Kutipan Teks
Sabtu, 29 Agustus 2015

Security of Tenure dalam Hak atas Perumahan yang Layak

PERUMAHAN layak bukan hanya kebutuhan pokok seseorang dan keluarganya, namun juga merupakan salah satu hak manusia yang paling dasar. Sayangnya, hal tersebut selalu diabaikan oleh negara dan aparat pemerintahan. Sepuluh tahun lalu, melalui UU No. 11/2005, Republik Indonesia telah meratifikasi Kovenan Internasional tentang Hak-Hak Ekonomi, Sosial, dan Budaya. Berdasarkan UU tersebut, Indonesia harus mematuhi seluruh ketentuan standar internasional hak asasi manusia serta berkewajiban menghormati, melindungi, dan mewujudkan secara bertahap (progresif) hak-setiap orang atas perumahan yang layak (right to adequate housing) dan dilarang melakukan penggusuran paksa (forced eviction) dengan alasan apa pun. Artinya, perwujudan hak atas perumahan yang layak juga bisa diklaim kepada negara.

Minggu lalu berlangsung pembongkaran paksa terhadap rumah dan hunian warga Kampung Pulo, Kelurahan Kampung Melayu, Kecamatan Jatinegara, Jakarta Timur. Lebih dari 560 KK akan dipindahkan ke rumah susun sederhana sewa (Rusunawa), Jatinegara Barat. Berdasarkan Perda No.1/2012 tentang Normalisasi Sungai Ciliwung dan Perda No.1/2014 tentang RDRT dengan rencana sodetan serta perubahan peruntukan lahan di sepanjang “delta” lekukan “U”, total 3.809 KK warga Kampung Pulo akan dipindahkan dan kehilangan rumah atau hunian seluas 8,571 hektar.

Pada hari pertama relokasi, Kamis, 20 Agustus 2015, puluhan warga Kampung Pulo luka-luka dan harus dirawat di rumah sakit akibat penanganan aparat Satpol PP dengan cara kekerasan. Penggusuran paksa dengan modus kekerasan semacam itu sudah sering terjadi, baik atas nama kepentingan penataan ruang, pembangunan pusat perbelanjaan, maupun normalisasi Sungai Ciliwung seperti di kawasan padat Kampung Pulo tersebut ataupun pengambilalihan tanah di kawasan remote area atau perdesaan untuk berbagai “kepentingan pembangunan”, seperti kawasan industri atau perkebunan, reklamasi pantai, dan sebagainya.

Dampak bagi warga yang digusur sangat luas. Mereka bukan hanya kehilangan rumah tinggal dan tempat bermukim yang telah dihuni sekian puluh tahun, namun juga akses pada sumber nafkah dan penghidupan serta akses pendidikan bagi anak-anak mereka. Awal Februari 2014, Pemerintah Provinsi DKI Jakarta menyiapkan dua blok rusunawa di Pulo Gebang, Cakung dan Cipinang Besar Selatan untuk relokasi warga Kampung Pulo. Namun, sebagian besar dari warga Kampung Pulo menolak. Pemprov DKI Jakarta kemudian menyiapkan dua “menara” rusunawa setinggi 16 lantai dengan kapasitas 567 unit hunian yang dibangun di bekas Kantor Dinas Pekerjaan Umum yang lokasinya lebih dekat dengan permukiman Kampung Pulo.

Daftar Tugas
1: Tolong tulis ulang bagian teks tentang hak atas perumahan antara "Minggu lalu berlangsung" dan "seluas 8,571 hektar.", termasuk kedua ujungnya, dengan mengganti "KK" menjadi "kepala keluarga".
2: Menurut teks tentang hak atas perumahan, melalui undang-undang apa Indonesia meratifikasi Kovenan Internasional tentang Hak-Hak Ekonomi, Sosial, dan Budaya?

Data yang diambil dari sebuah koleksi:
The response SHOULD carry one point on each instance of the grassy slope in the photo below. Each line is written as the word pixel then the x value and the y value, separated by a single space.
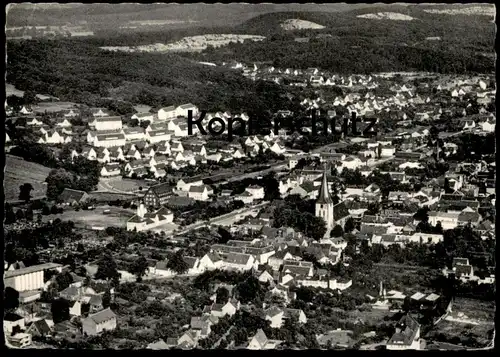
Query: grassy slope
pixel 19 171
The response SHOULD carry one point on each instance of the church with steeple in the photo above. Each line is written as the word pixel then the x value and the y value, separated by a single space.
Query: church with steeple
pixel 331 213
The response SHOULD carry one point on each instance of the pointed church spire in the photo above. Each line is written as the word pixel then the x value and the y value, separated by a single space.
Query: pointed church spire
pixel 324 192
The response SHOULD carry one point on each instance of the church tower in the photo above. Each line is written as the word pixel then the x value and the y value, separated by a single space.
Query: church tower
pixel 324 204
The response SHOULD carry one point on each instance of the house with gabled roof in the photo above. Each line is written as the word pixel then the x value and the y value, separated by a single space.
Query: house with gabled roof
pixel 407 335
pixel 94 324
pixel 211 261
pixel 135 133
pixel 99 112
pixel 63 123
pixel 115 139
pixel 143 117
pixel 39 328
pixel 111 169
pixel 260 342
pixel 107 123
pixel 159 345
pixel 277 316
pixel 238 261
pixel 144 220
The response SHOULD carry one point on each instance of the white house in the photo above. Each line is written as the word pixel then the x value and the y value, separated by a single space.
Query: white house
pixel 63 123
pixel 144 220
pixel 109 140
pixel 112 169
pixel 167 113
pixel 33 121
pixel 256 191
pixel 387 151
pixel 185 183
pixel 134 134
pixel 488 126
pixel 200 193
pixel 238 262
pixel 99 112
pixel 261 342
pixel 30 278
pixel 211 261
pixel 143 117
pixel 94 324
pixel 156 136
pixel 182 110
pixel 71 113
pixel 449 220
pixel 407 335
pixel 277 316
pixel 107 123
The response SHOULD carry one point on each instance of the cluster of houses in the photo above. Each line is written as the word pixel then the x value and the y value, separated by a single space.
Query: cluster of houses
pixel 30 318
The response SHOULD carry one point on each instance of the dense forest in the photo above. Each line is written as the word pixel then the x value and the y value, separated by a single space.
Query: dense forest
pixel 349 44
pixel 80 72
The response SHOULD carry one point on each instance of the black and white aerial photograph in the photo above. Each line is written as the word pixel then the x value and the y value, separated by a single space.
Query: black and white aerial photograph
pixel 250 176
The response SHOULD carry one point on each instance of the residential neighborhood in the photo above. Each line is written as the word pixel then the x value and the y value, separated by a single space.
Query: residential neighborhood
pixel 125 231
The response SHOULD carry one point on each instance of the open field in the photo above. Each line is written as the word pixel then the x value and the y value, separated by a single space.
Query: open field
pixel 19 171
pixel 474 336
pixel 95 218
pixel 475 309
pixel 192 43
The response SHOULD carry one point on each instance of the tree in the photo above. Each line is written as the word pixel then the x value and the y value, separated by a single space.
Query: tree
pixel 60 310
pixel 177 263
pixel 222 295
pixel 10 216
pixel 10 299
pixel 57 181
pixel 25 192
pixel 337 231
pixel 107 268
pixel 139 267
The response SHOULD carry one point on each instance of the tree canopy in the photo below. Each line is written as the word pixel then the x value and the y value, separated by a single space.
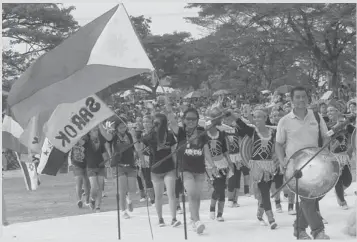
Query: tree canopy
pixel 281 43
pixel 31 30
pixel 251 46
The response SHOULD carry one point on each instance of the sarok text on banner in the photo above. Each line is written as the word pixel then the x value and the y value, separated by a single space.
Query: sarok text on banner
pixel 70 121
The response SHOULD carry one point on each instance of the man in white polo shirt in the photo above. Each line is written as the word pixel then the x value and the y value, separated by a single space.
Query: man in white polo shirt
pixel 297 130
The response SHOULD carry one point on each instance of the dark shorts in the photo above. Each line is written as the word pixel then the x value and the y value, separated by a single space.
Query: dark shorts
pixel 78 171
pixel 96 172
pixel 234 181
pixel 125 171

Hasil Tugas
1:
Minggu lalu berlangsung pembongkaran paksa terhadap rumah dan hunian warga Kampung Pulo, Kelurahan Kampung Melayu, Kecamatan Jatinegara, Jakarta Timur. Lebih dari 560 kepala keluarga akan dipindahkan ke rumah susun sederhana sewa (Rusunawa), Jatinegara Barat. Berdasarkan Perda No.1/2012 tentang Normalisasi Sungai Ciliwung dan Perda No.1/2014 tentang RDRT dengan rencana sodetan serta perubahan peruntukan lahan di sepanjang “delta” lekukan “U”, total 3.809 kepala keluarga warga Kampung Pulo akan dipindahkan dan kehilangan rumah atau hunian seluas 8,571 hektar.

2: UU No. 11/2005.